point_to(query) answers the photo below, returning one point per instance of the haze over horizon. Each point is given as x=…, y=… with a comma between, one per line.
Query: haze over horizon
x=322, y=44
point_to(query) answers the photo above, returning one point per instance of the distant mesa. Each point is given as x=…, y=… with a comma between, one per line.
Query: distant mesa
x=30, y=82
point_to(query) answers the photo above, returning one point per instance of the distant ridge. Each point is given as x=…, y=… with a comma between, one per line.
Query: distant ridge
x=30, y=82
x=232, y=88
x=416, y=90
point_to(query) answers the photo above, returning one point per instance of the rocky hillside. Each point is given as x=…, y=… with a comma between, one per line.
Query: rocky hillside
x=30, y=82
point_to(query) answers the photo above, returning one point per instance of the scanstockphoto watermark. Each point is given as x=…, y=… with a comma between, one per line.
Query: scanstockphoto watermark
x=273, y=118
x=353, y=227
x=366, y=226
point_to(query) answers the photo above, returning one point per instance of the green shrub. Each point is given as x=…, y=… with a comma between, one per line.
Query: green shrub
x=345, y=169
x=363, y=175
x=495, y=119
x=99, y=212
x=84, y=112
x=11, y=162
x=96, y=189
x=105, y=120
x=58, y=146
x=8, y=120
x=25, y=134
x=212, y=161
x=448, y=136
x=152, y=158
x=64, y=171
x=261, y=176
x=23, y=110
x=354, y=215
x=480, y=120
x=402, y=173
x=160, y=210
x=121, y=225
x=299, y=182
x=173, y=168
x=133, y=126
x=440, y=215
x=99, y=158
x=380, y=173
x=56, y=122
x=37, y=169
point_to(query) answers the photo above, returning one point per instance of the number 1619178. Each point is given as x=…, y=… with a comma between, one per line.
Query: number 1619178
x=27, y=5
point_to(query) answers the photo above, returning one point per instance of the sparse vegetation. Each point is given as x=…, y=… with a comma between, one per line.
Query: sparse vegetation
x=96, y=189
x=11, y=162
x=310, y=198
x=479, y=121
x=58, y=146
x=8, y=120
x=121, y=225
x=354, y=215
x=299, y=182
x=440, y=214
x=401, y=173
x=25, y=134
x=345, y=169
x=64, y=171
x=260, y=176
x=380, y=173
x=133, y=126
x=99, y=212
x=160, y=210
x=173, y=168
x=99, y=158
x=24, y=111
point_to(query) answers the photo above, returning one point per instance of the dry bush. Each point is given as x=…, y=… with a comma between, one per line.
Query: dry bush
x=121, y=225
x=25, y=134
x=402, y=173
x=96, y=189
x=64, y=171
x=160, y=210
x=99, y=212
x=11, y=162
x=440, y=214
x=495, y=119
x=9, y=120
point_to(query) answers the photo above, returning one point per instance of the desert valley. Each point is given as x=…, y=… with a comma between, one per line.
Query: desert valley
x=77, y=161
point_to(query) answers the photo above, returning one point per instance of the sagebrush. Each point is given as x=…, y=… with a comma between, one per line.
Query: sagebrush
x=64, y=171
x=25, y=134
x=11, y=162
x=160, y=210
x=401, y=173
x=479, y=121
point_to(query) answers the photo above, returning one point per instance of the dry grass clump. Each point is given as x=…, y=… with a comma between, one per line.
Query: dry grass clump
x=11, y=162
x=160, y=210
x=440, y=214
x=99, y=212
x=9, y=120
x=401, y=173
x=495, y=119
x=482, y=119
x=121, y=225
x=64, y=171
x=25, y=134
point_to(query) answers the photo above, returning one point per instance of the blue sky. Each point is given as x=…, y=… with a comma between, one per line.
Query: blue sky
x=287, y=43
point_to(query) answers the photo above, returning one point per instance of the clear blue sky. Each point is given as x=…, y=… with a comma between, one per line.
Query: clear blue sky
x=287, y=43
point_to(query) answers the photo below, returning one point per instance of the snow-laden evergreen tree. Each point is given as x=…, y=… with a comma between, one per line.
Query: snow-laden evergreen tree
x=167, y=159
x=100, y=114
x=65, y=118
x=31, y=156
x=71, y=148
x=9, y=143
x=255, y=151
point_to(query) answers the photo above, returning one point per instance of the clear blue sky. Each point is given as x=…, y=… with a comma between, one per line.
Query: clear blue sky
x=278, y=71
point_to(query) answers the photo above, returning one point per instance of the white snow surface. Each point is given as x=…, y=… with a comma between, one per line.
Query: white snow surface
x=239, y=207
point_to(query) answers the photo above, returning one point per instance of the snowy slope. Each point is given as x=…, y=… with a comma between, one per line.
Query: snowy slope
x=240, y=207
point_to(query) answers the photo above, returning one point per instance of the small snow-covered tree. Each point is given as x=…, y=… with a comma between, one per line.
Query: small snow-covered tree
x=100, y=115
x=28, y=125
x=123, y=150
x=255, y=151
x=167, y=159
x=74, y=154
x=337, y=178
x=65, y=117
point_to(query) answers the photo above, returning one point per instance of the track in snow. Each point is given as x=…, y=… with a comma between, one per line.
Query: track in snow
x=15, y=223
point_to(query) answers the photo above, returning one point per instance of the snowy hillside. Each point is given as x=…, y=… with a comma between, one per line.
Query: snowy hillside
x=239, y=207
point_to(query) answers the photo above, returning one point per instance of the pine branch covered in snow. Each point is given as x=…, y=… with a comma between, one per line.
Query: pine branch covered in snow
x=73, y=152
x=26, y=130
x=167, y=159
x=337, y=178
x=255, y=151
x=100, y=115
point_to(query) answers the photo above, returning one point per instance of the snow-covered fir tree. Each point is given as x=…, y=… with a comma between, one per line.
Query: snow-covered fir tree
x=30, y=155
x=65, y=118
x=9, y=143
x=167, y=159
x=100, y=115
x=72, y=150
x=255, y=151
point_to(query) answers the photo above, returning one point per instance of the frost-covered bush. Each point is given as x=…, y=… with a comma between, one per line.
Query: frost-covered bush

※

[Written problem] Reproduce the material with "point_to(query)" switched to "locate(query)" wherever it appears, leaving every other character unchanged.

[Correct result]
locate(query) answers the photo below, returning one point per instance of the haze over horizon. Each point is given as x=…, y=… with a comma between, one per line.
Query: haze over horizon
x=322, y=44
locate(query) answers the photo above, returning one point per instance of the distant mesa. Each point is given as x=…, y=… with a comma between, one per line.
Query: distant mesa
x=30, y=82
locate(query) answers the photo above, returning one point per instance of the distant ridge. Each point is given as x=…, y=… with a comma between, one per line.
Query: distant ridge
x=30, y=82
x=232, y=88
x=416, y=90
locate(query) answers the photo above, returning one point per instance of the rocky hillside. Each point is given as x=…, y=… with a comma between, one per line.
Query: rocky hillside
x=30, y=82
locate(query) answers the photo above, returning one point per instance of the scanstockphoto watermark. Each point is given as x=…, y=… with a comma between, one per line.
Query: scanstockphoto watermark
x=273, y=118
x=353, y=227
x=366, y=226
locate(query) answers the photo above, returning one point per instance of the green shrub. Each point is given as x=…, y=… with a comma between, one per line.
Query: green shrub
x=345, y=169
x=363, y=175
x=495, y=119
x=99, y=212
x=84, y=112
x=11, y=162
x=96, y=189
x=105, y=120
x=58, y=146
x=8, y=120
x=25, y=134
x=212, y=161
x=448, y=136
x=152, y=158
x=64, y=171
x=261, y=176
x=23, y=110
x=354, y=215
x=480, y=120
x=402, y=173
x=160, y=210
x=121, y=225
x=299, y=182
x=173, y=168
x=133, y=126
x=440, y=215
x=99, y=158
x=380, y=173
x=56, y=122
x=37, y=169
locate(query) answers the photo above, returning one point per instance of the number 1619178. Each point is given as x=…, y=… with a comma between, one per line.
Query: number 1619178
x=27, y=5
locate(query) answers the photo above, returning one point per instance of the sparse vegetation. Each point is given as x=…, y=… with a comma between, one per line.
Query: sparse vegetation
x=96, y=189
x=11, y=162
x=310, y=198
x=479, y=121
x=58, y=146
x=8, y=120
x=121, y=225
x=354, y=215
x=299, y=182
x=440, y=214
x=401, y=173
x=25, y=134
x=345, y=169
x=64, y=171
x=260, y=176
x=380, y=173
x=133, y=126
x=99, y=212
x=160, y=210
x=173, y=168
x=99, y=158
x=24, y=111
locate(query) answers the photo above, returning one point per instance of the dry bush. Each point is given as x=…, y=… with a comma between, one per line.
Query: dry bush
x=121, y=225
x=25, y=134
x=402, y=173
x=96, y=189
x=64, y=171
x=160, y=210
x=99, y=212
x=11, y=162
x=440, y=214
x=495, y=119
x=9, y=120
locate(query) answers the photo above, returning one point per instance of the desert valley. Each point is given as x=…, y=… with a comma between, one per line.
Query: desert valley
x=77, y=161
locate(query) answers the photo above, returning one point per instance of the sagebrush. Each point is given as x=…, y=… with a comma between, one per line.
Query: sagebrush
x=64, y=171
x=25, y=134
x=11, y=162
x=160, y=210
x=401, y=173
x=479, y=121
locate(query) answers the photo above, returning one point per instance of the dry grass clump. Each point is given as x=…, y=… with a comma between, one per line.
Query: dry grass clump
x=11, y=162
x=160, y=210
x=440, y=214
x=99, y=212
x=9, y=120
x=401, y=173
x=495, y=119
x=482, y=119
x=121, y=225
x=64, y=171
x=25, y=134
locate(query) answers the photo above, returning one point per instance of the blue sky. Each point is given as x=…, y=… with a comma between, one per line.
Query: blue sky
x=287, y=43
locate(query) answers the photo above, returning one point per instance of the clear blue sky. Each point is given as x=…, y=… with a comma between, one per line.
Query: clear blue sky
x=287, y=43
locate(query) answers the photo below, returning one point per instance of the snow-laden evergreen tree. Each point is given as x=…, y=… with a comma between, one per line.
Query: snow-laden evergreen tree
x=167, y=159
x=100, y=114
x=65, y=118
x=31, y=156
x=71, y=148
x=9, y=143
x=255, y=151
locate(query) answers the photo above, returning one point per instance of the clear blue sky. Each point is given as x=…, y=… with a comma between, one per line.
Query: clear blue sky
x=278, y=71
locate(query) answers the photo above, returning one point per instance of the white snow surface. Each point is given as x=…, y=… with a comma between, one per line.
Query: white snow surface
x=239, y=207
locate(query) answers the photo above, returning one point per instance of the snowy slope. Each point is given as x=…, y=… with a comma between, one per line.
Query: snowy slope
x=240, y=207
locate(query) answers the photo above, returning one point per instance of the small snow-covered tree. Each point is given as x=…, y=… with a comma between, one per line.
Query: small snow-covered tree
x=100, y=115
x=28, y=125
x=123, y=150
x=255, y=151
x=167, y=159
x=74, y=154
x=337, y=178
x=65, y=117
locate(query) answers the photo above, returning one point per instance of the track in snow. Each point is given as x=…, y=… with a comma between, one per line.
Query: track in snow
x=15, y=223
locate(query) answers the photo above, returning one point per instance of the snowy hillside. Each point is given as x=…, y=… with a comma between, one per line.
Query: snowy hillside
x=239, y=207
locate(query) answers the photo above, returning one point per instance of the pine branch covered in snow. Each point is given as x=…, y=… with a comma between, one per line.
Query: pine branch covered in snow
x=73, y=152
x=26, y=130
x=167, y=159
x=337, y=178
x=255, y=151
x=100, y=115
locate(query) answers the photo above, returning one point per instance of the snow-covered fir tree. Each point is given as x=…, y=… with a comma between, one per line.
Query: snow-covered fir tree
x=30, y=155
x=65, y=118
x=9, y=143
x=167, y=159
x=100, y=115
x=72, y=150
x=255, y=151
locate(query) answers the photo above, returning one point per instance of the frost-covered bush. Each point is given as x=…, y=… with a comma between, one per line.
Query: frost-covered bush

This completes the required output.